Do this: Copy everything from the line containing "Point out the bright" down to the end of the records, keeping each request as is. Multiply every coordinate in the answers by 1.55 and round each result to a whole number, with halves rounded up.

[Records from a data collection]
— START —
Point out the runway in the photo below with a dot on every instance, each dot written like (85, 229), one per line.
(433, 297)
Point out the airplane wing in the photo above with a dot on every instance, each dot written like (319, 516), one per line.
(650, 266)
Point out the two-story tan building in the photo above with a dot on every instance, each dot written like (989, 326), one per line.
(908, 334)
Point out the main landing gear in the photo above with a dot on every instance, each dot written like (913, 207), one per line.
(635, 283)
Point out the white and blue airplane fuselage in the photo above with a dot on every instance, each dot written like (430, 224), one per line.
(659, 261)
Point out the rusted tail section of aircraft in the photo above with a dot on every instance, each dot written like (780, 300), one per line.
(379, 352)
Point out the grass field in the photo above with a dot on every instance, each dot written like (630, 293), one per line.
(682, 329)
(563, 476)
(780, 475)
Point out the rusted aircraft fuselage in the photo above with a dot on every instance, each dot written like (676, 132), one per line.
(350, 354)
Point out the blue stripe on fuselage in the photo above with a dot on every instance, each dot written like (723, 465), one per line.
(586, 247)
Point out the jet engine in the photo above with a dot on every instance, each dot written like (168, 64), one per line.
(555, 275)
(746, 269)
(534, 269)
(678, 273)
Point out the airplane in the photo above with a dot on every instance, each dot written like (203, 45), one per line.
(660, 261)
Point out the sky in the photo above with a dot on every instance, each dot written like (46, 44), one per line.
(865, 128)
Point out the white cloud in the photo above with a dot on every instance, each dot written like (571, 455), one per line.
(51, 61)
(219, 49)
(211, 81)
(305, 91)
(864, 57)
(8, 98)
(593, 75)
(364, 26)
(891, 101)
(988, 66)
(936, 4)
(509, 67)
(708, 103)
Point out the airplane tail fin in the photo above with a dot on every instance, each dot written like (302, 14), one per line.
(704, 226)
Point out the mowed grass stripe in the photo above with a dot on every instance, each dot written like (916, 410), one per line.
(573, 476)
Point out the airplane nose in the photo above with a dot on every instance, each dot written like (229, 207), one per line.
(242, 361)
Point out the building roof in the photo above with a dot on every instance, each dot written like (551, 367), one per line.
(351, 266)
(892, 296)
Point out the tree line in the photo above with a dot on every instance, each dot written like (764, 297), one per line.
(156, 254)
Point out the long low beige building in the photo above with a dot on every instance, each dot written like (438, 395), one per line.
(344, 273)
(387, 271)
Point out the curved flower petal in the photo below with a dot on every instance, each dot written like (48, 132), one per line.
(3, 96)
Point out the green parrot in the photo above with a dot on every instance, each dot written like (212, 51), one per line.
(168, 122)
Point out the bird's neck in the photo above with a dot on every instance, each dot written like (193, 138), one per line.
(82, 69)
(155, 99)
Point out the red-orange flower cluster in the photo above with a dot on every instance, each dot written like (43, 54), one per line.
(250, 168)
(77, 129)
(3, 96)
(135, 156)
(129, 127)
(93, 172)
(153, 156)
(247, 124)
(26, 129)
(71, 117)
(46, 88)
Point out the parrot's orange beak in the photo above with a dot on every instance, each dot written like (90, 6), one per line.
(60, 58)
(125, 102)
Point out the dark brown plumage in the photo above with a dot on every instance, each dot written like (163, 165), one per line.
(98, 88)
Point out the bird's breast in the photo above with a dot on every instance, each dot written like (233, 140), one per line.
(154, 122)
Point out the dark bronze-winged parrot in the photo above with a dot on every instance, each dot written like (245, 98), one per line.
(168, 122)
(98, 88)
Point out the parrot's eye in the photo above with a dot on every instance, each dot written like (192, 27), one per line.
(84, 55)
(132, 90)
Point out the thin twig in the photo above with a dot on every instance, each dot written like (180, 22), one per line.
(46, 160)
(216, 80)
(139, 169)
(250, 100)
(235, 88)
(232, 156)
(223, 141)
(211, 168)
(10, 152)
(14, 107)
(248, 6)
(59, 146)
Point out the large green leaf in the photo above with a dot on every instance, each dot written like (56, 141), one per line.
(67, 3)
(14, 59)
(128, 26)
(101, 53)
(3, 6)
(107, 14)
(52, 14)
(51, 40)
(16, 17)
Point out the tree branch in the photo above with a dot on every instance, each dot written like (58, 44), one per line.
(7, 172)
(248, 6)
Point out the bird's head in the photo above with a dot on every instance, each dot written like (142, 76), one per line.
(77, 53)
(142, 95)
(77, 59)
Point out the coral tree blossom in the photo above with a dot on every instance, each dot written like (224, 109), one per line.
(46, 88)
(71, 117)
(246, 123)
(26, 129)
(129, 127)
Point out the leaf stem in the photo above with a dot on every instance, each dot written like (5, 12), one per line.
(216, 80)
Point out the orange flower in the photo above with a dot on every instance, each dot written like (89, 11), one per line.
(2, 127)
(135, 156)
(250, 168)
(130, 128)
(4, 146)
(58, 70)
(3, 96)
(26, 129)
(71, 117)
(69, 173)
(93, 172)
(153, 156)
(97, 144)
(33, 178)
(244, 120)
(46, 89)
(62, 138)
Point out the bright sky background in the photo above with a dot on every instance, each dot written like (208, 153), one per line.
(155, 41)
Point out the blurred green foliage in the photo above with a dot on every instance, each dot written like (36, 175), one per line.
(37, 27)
— END —
Problem solution:
Point out the bright sky background in the photo above with a dot on every instance, each dot written like (208, 153), one per line.
(240, 64)
Point out the blurred green foliage in the photo above with a dot on every instance, each dot written like (36, 175), one per line.
(57, 42)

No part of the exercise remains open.